:: Given information

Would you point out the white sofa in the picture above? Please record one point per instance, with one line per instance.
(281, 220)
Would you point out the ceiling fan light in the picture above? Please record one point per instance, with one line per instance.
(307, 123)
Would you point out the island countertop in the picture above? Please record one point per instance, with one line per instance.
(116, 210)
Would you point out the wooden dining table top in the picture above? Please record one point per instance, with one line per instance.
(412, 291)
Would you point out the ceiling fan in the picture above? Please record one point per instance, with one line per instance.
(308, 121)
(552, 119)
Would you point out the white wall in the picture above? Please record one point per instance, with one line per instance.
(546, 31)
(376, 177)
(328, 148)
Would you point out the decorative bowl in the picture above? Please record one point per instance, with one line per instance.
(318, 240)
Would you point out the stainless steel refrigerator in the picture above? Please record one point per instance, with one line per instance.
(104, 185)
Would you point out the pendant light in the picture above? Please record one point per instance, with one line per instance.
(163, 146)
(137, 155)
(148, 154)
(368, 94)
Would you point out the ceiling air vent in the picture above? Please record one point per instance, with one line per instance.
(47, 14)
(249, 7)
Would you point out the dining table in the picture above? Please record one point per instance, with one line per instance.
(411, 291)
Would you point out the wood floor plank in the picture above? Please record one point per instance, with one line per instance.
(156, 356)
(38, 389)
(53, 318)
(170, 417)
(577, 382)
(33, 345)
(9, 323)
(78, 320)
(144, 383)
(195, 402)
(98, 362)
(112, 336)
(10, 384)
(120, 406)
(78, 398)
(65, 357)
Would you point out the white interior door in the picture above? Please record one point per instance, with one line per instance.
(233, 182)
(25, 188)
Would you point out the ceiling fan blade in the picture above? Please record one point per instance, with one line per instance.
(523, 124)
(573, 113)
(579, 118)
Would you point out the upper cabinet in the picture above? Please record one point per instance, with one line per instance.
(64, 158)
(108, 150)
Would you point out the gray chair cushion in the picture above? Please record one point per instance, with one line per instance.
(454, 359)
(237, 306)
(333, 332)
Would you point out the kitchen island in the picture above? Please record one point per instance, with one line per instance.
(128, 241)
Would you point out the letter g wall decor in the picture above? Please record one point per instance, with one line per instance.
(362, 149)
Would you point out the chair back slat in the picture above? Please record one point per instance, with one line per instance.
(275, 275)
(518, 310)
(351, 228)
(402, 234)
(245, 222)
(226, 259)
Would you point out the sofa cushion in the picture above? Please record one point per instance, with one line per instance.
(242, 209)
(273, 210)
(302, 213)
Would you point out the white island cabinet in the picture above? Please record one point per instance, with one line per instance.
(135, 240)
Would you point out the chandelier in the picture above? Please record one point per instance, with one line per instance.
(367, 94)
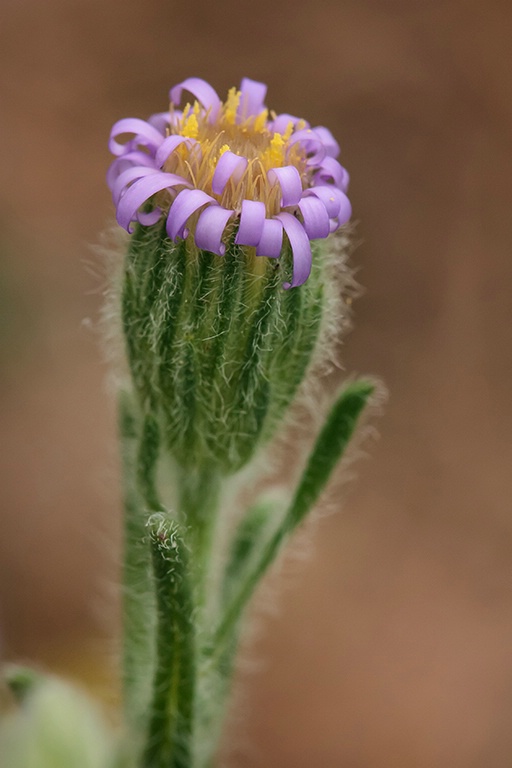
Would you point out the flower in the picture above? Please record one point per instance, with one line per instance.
(220, 168)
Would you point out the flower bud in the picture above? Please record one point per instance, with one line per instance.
(229, 286)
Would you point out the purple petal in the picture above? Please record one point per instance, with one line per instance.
(330, 197)
(290, 183)
(252, 219)
(168, 146)
(312, 144)
(160, 121)
(316, 218)
(345, 211)
(228, 165)
(252, 101)
(202, 91)
(301, 249)
(210, 228)
(271, 241)
(150, 217)
(142, 190)
(331, 172)
(281, 122)
(140, 128)
(126, 177)
(332, 148)
(129, 160)
(186, 203)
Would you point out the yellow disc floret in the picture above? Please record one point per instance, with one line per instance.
(251, 138)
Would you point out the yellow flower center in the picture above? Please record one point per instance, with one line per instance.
(251, 139)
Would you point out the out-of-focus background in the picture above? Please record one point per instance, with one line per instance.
(392, 645)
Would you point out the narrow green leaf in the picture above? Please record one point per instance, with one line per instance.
(172, 709)
(329, 448)
(327, 451)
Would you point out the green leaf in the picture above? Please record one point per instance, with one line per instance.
(327, 452)
(172, 708)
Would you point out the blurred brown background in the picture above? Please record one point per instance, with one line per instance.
(393, 642)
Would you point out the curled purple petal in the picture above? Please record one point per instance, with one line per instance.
(311, 143)
(168, 146)
(160, 121)
(316, 218)
(271, 241)
(301, 249)
(290, 182)
(210, 228)
(150, 217)
(202, 91)
(186, 203)
(127, 177)
(331, 172)
(330, 197)
(144, 132)
(252, 219)
(229, 165)
(140, 191)
(345, 211)
(332, 148)
(281, 122)
(124, 162)
(252, 100)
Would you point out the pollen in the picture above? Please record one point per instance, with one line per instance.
(231, 106)
(190, 127)
(251, 138)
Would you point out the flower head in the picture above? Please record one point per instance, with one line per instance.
(220, 168)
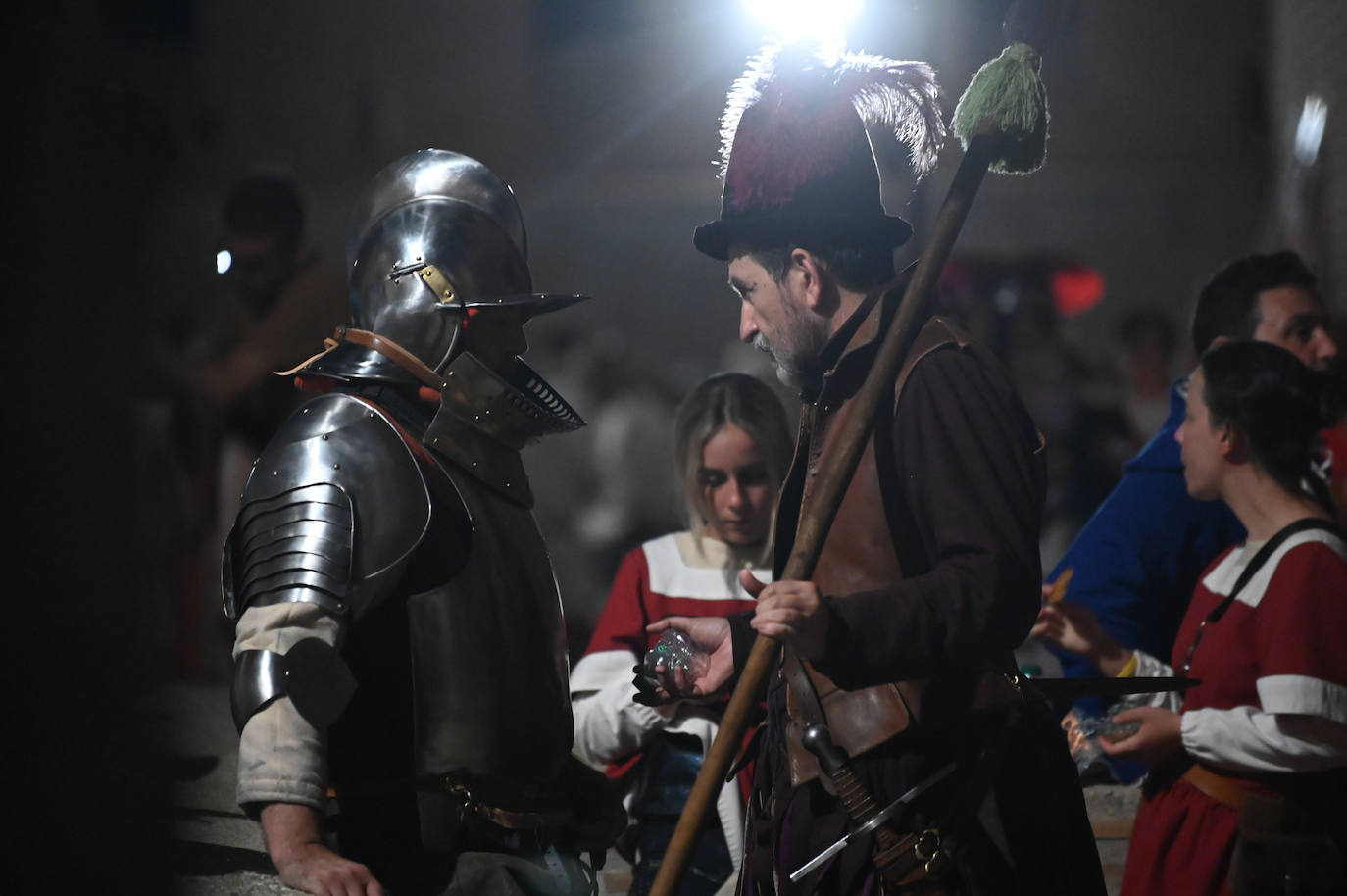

::::

Task directions: Count the lines above that contain the word "island", treating uppercase and lowercase as different, and reply with only the number.

The output: 3